▶ _Exercise instructions_: The word to find is "water". Copy each line of the material that contains it.
_ _ _
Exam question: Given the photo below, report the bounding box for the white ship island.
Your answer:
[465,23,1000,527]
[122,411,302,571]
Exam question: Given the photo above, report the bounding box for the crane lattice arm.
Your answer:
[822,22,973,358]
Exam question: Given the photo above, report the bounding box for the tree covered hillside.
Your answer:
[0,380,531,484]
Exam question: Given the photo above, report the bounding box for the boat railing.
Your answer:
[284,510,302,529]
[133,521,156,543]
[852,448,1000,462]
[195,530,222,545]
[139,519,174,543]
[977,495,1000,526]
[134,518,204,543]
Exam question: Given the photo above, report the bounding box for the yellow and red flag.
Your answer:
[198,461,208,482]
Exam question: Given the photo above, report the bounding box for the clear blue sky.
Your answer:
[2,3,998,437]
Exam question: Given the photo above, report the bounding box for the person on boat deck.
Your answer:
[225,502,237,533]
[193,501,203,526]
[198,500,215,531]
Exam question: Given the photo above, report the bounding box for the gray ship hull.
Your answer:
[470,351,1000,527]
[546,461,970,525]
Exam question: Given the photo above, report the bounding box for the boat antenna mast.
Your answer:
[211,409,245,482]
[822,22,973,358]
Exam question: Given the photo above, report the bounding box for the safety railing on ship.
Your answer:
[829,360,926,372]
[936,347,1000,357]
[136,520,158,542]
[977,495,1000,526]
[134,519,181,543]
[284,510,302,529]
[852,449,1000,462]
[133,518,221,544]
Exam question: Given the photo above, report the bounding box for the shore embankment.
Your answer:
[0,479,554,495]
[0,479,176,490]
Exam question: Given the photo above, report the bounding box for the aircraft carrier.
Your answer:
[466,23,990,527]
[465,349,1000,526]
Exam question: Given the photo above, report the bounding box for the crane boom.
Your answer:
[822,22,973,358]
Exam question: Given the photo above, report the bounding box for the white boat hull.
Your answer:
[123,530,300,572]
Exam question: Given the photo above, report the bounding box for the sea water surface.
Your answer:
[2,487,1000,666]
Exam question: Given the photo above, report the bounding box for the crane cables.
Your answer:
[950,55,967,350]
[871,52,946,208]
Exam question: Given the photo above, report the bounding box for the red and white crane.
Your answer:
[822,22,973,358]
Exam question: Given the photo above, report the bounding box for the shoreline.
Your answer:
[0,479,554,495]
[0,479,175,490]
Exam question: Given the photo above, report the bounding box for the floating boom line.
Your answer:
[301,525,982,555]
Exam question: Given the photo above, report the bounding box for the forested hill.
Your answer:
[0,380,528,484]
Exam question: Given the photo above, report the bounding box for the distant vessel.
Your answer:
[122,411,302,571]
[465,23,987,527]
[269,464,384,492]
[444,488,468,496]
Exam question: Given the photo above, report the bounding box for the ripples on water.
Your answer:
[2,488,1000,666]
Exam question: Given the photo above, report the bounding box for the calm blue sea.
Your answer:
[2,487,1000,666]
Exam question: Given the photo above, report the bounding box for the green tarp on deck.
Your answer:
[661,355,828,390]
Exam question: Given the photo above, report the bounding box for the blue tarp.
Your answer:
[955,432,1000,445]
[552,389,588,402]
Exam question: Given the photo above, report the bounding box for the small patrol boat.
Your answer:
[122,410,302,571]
_ _ _
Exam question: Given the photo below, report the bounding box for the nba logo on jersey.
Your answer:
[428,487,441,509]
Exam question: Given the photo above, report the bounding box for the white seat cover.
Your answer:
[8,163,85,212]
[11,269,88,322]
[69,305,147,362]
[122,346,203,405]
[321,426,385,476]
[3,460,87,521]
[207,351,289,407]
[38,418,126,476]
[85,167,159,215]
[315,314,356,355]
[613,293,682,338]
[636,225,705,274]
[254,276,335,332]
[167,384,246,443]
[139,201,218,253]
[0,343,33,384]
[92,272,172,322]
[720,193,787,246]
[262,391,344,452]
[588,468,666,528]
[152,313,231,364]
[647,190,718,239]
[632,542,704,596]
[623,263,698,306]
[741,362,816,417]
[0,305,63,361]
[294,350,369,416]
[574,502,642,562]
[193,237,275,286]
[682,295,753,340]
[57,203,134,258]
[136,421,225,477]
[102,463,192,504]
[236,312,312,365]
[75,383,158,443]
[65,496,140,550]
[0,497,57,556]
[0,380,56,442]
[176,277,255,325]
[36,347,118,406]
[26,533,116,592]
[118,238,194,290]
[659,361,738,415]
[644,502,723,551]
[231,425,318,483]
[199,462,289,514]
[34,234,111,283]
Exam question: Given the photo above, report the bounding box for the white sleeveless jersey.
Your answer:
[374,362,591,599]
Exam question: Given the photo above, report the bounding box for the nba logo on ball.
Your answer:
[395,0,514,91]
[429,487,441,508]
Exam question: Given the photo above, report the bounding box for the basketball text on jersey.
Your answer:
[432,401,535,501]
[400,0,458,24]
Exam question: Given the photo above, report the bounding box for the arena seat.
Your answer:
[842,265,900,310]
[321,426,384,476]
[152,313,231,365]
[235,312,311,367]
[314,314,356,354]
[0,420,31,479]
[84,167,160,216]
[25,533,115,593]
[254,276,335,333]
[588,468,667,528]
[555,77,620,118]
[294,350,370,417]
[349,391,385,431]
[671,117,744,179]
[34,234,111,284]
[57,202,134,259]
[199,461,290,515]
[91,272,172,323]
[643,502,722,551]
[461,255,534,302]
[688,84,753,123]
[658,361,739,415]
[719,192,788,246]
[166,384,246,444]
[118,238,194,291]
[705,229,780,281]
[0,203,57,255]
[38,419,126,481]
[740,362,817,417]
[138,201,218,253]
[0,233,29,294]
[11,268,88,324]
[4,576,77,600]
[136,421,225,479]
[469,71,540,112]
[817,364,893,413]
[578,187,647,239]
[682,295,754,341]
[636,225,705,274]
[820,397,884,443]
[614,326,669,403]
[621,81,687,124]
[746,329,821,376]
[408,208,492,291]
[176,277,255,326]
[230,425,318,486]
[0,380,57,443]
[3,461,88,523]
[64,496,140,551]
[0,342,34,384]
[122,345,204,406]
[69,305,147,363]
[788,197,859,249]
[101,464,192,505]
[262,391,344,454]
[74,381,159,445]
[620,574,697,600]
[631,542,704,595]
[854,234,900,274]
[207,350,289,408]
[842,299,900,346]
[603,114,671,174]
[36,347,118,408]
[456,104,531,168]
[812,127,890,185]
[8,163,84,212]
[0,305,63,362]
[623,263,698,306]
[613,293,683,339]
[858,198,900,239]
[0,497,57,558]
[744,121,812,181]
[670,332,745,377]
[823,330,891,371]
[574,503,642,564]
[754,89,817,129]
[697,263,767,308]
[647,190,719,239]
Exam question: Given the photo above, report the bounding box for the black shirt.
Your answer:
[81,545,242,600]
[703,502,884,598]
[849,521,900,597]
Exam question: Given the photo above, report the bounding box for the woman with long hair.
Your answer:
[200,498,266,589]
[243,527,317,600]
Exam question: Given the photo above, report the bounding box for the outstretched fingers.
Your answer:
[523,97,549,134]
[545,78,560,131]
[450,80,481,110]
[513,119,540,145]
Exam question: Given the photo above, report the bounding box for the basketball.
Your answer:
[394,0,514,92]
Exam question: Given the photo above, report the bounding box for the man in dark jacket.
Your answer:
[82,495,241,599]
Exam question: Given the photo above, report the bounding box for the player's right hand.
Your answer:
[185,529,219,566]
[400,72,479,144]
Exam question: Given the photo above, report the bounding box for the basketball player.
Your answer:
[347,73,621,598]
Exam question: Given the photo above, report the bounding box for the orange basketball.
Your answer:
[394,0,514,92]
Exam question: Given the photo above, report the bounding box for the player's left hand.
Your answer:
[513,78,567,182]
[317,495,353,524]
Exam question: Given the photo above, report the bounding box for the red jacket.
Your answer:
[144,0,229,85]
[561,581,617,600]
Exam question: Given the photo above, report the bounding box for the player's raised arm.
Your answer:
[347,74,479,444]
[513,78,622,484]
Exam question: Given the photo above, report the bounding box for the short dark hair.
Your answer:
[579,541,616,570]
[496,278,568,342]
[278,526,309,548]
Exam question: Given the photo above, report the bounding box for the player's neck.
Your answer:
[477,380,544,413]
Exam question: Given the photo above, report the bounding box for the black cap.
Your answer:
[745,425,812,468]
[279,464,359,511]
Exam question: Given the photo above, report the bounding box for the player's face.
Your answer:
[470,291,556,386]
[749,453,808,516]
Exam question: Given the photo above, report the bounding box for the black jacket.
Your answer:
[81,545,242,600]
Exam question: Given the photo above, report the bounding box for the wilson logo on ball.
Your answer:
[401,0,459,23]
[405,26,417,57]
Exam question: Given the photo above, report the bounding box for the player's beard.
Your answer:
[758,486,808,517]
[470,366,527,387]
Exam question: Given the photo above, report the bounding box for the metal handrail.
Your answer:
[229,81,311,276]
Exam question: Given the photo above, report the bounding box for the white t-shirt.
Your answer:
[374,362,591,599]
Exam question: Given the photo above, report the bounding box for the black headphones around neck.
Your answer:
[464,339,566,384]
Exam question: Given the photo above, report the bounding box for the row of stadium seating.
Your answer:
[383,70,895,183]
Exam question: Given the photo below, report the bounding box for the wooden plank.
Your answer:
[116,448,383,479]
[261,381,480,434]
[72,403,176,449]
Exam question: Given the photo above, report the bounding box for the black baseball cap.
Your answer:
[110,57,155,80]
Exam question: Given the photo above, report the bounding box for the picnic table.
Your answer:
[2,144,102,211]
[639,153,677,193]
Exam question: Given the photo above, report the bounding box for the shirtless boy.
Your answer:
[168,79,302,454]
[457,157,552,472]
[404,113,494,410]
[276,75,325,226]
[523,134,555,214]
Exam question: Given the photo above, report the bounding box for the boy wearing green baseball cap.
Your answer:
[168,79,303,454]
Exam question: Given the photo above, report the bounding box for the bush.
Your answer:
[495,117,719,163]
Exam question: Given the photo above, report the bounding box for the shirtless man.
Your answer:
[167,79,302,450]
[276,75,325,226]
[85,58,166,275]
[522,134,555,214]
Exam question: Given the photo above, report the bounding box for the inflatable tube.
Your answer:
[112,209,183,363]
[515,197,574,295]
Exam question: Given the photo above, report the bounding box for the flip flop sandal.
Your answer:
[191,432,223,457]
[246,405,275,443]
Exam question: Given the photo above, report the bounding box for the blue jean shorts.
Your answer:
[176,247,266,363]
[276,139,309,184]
_ _ _
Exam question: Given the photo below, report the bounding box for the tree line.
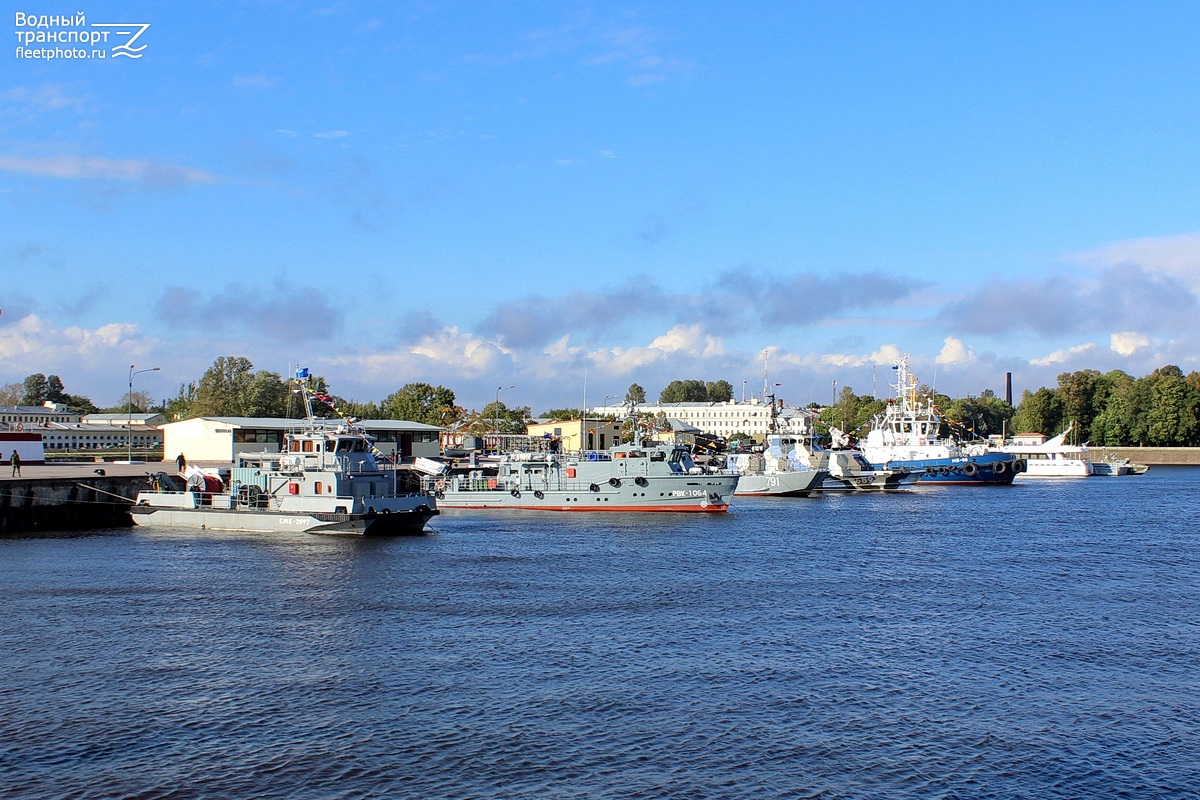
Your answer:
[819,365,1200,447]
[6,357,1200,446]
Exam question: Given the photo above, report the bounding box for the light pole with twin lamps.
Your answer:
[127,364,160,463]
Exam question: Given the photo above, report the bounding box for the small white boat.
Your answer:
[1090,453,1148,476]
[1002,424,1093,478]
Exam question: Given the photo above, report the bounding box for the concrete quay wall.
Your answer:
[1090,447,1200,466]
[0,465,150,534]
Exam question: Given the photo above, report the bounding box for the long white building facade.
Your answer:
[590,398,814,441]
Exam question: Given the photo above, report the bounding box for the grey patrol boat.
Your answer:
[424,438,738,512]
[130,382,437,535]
_ _ _
▶ _Solution_:
Exam question: Given the photo above, report the bounding box for the sea water surface.
Exam question: Given the photo above, report the bounding box for the ripples on water.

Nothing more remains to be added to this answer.